▼

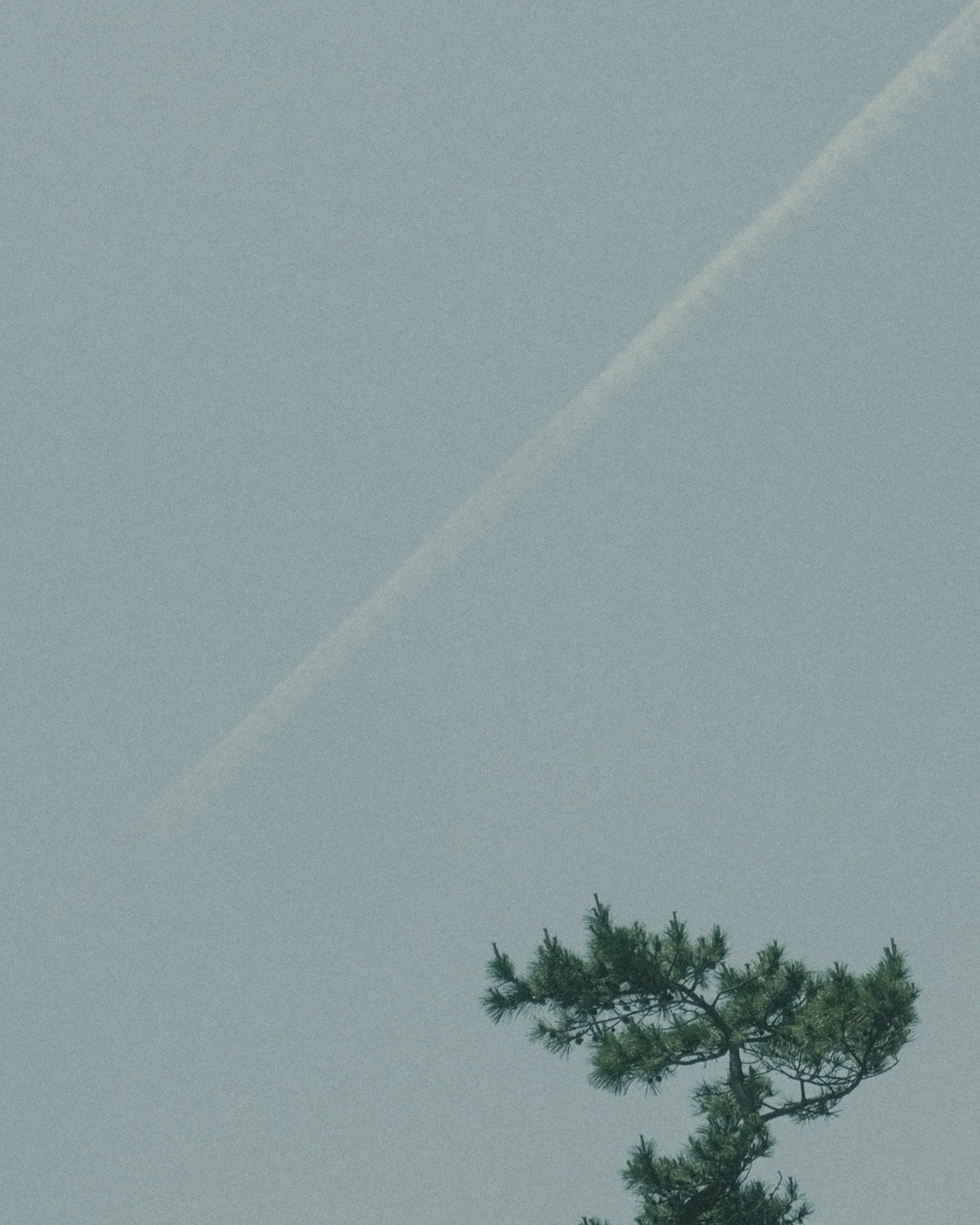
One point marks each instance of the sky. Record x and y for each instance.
(285, 285)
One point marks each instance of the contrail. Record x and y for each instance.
(530, 464)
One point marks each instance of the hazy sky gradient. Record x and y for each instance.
(285, 285)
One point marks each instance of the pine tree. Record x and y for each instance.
(650, 1005)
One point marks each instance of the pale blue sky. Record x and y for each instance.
(285, 282)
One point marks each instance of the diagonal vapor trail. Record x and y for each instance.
(532, 461)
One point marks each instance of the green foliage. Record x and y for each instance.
(650, 1005)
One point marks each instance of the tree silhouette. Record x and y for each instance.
(650, 1005)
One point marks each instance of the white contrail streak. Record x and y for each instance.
(530, 464)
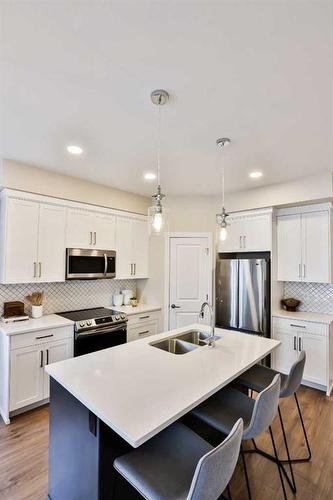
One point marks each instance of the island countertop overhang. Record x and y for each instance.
(138, 390)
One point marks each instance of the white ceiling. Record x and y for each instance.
(259, 72)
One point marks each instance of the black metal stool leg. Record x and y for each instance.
(293, 487)
(246, 474)
(279, 466)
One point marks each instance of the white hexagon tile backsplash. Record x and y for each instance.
(314, 297)
(68, 295)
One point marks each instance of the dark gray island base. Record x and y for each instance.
(81, 453)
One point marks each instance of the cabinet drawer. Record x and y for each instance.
(294, 325)
(40, 336)
(137, 319)
(142, 330)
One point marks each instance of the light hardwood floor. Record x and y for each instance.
(24, 444)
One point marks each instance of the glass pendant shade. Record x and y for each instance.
(157, 220)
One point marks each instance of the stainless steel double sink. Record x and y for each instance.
(184, 342)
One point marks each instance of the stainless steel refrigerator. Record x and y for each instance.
(243, 294)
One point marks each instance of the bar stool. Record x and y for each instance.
(178, 463)
(226, 406)
(256, 379)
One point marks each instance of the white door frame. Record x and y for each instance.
(168, 237)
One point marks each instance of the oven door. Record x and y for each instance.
(90, 264)
(99, 338)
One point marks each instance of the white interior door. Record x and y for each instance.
(190, 279)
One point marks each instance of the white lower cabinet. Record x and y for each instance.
(28, 381)
(143, 325)
(315, 339)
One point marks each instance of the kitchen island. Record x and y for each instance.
(104, 403)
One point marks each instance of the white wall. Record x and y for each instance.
(33, 179)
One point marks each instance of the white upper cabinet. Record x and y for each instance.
(289, 249)
(248, 232)
(19, 241)
(132, 248)
(51, 243)
(33, 243)
(87, 229)
(304, 245)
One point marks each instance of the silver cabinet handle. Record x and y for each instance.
(44, 336)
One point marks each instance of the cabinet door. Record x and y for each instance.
(53, 352)
(104, 227)
(139, 244)
(51, 243)
(79, 229)
(286, 354)
(26, 377)
(289, 254)
(316, 247)
(124, 267)
(257, 233)
(20, 258)
(315, 364)
(234, 240)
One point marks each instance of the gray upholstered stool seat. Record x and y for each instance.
(222, 410)
(178, 464)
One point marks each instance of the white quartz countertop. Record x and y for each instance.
(138, 390)
(306, 316)
(139, 309)
(31, 325)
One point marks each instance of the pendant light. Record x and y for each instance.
(221, 218)
(156, 213)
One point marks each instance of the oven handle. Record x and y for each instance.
(105, 264)
(94, 331)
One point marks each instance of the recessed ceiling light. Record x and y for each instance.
(150, 176)
(74, 150)
(255, 174)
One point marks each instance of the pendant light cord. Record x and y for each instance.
(159, 144)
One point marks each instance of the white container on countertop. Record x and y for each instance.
(117, 299)
(128, 294)
(36, 311)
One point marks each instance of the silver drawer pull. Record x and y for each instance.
(45, 336)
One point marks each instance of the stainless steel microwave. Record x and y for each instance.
(82, 264)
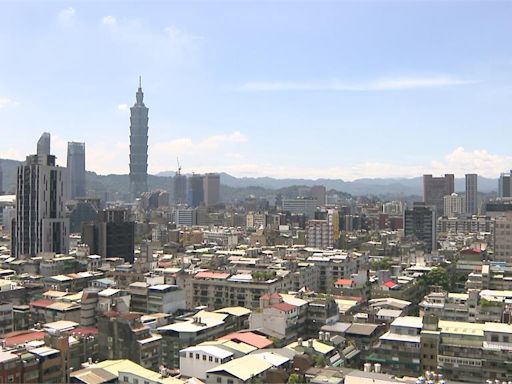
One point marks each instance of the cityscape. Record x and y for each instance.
(197, 273)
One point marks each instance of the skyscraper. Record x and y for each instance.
(211, 187)
(76, 169)
(41, 223)
(435, 189)
(138, 146)
(43, 144)
(1, 179)
(195, 190)
(471, 193)
(504, 185)
(112, 236)
(420, 224)
(179, 184)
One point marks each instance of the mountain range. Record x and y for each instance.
(394, 187)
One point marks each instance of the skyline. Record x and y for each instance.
(416, 99)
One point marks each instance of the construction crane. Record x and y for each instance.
(179, 167)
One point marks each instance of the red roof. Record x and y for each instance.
(85, 331)
(390, 284)
(22, 337)
(285, 307)
(212, 275)
(43, 303)
(250, 338)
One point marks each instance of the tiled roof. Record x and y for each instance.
(43, 303)
(22, 337)
(249, 338)
(285, 307)
(212, 275)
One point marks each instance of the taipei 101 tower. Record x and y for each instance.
(138, 146)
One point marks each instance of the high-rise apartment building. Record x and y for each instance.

▲

◆ **Brief**
Produce an exact copy of each line of data, skipping embedded images.

◆ **Task response**
One point marks each instance of the sky. Record x and y for each instance.
(285, 285)
One point marks each instance of the contrail. Record x and y for each instance.
(530, 464)
One point marks each instance of the hazy sky gradient. Record x and y for each instance.
(285, 285)
One point marks each instance of the pine tree. Record x and y for each instance.
(650, 1005)
One point marks each instance of the pale blue sky. Record x and y for each instance.
(285, 282)
One point marks each instance of the diagonal vapor trail. Record x and y for each instance.
(532, 461)
One point marks each instance of the green foliage. Record x and y for each instance.
(650, 1005)
One point marks each instance of the tree silhouette. Record x and y for each instance.
(650, 1005)
One point marks each instance of the white contrail streak. Record x and y for each instance.
(530, 464)
One point marks each instance of the island countertop overhang. Record x and y for each instance.
(138, 390)
One point marks each instance of the white ceiling. Record x and y for each instance.
(259, 72)
One point marks each instance of the black metal stool leg. Record x and y for each instance.
(293, 487)
(246, 474)
(279, 466)
One point marks each instance of the white hexagon tile backsplash. Record x and y for each instance.
(314, 297)
(68, 295)
One point marks each instance of the dark gray island base. Record x and y for each instance.
(81, 453)
One point marks each instance of the cabinet drawer. Record x and y for each instance.
(294, 325)
(40, 336)
(137, 319)
(142, 330)
One point marks each instance of the light hardwood floor. Record x and y for each instance.
(24, 444)
One point marks each instance of the glass pendant shade. Record x and y for each instance.
(157, 220)
One point marks each instance of the stainless steel double sink. Record x and y for each instance.
(184, 342)
One point marks each instance of the stainless steel refrigerator. Record x and y for each instance.
(243, 294)
One point marks each instance of the bar stool. Record x and y for each instance.
(178, 463)
(226, 406)
(256, 379)
One point marks each instance of the white door frame. Record x and y for each instance.
(168, 237)
One point marks each instance of the oven door. Record x and y for each instance.
(90, 264)
(99, 338)
One point marks each instance of the white interior door. Record x and y for each instance.
(190, 279)
One point marks each instance of the white lower cabinet. Record x and y for each instance.
(28, 381)
(143, 325)
(315, 339)
One point marks each instance of the kitchen island. Record x and y for each instance.
(104, 403)
One point marks each instance of the white wall. Record x and y for each instance.
(33, 179)
One point marks each instance of the white upper cabinet. Record x and y for each instance.
(289, 249)
(248, 232)
(19, 241)
(132, 248)
(51, 243)
(33, 243)
(87, 229)
(304, 245)
One point marks each instance of the silver cabinet handle. Record x and y for each instance.
(44, 336)
One point marks each instance of the cabinet door. Record x and y for each instance.
(53, 352)
(104, 227)
(139, 244)
(51, 243)
(79, 229)
(286, 354)
(26, 377)
(289, 254)
(316, 247)
(124, 267)
(257, 233)
(20, 258)
(315, 364)
(234, 240)
One point marks each instance of the gray upholstered stool seat. Record x and y for each instance.
(222, 410)
(178, 464)
One point marks each instance of the white quartz countertop. Record x and y for each instance.
(138, 390)
(306, 316)
(139, 309)
(31, 325)
One point marks each instance of the pendant light. Record x and y for each instance.
(221, 218)
(156, 213)
One point marks each instance of the oven handle. Record x and y for each instance.
(105, 264)
(94, 331)
One point marks each instance of the recessed ceiling light. Record x and y for each instance.
(150, 176)
(74, 150)
(255, 174)
One point marks each instance of the pendant light cord. Record x and y for each instance.
(159, 144)
One point marks each instance of the white container on countertop. Record x and y for each instance.
(117, 299)
(128, 294)
(36, 311)
One point marks each instance of the silver drawer pull. Record x and y for each instance.
(45, 336)
One point marks each instance of the stainless steel microwave. Record x and y for each instance.
(82, 264)
One point marks each instance of the cityscape. Record x and y for each instance.
(197, 273)
One point marks each instance of the skyscraper. Record x and y for each instance.
(211, 187)
(76, 169)
(41, 223)
(435, 189)
(138, 146)
(43, 144)
(1, 179)
(195, 190)
(471, 193)
(504, 185)
(112, 236)
(420, 224)
(179, 184)
One point marks each instance of the mountain range. Record x and y for each instance.
(394, 187)
One point marks each instance of the skyline. Record x and y for each instance.
(416, 99)
One point marks each instance of the construction crane. Record x and y for each instance.
(179, 167)
One point marks each instance of the red roof. Record x and y for each instance.
(85, 331)
(390, 284)
(22, 337)
(285, 307)
(212, 275)
(43, 303)
(250, 338)
One point marks each instance of the tiled roof. Record x and y for each instance.
(43, 303)
(22, 337)
(249, 338)
(285, 307)
(212, 275)
One point marks each instance of the taipei 101 tower. Record x and y for each instance.
(138, 146)
One point marks each instance of the high-rise apartment building. Record x and y for each instance.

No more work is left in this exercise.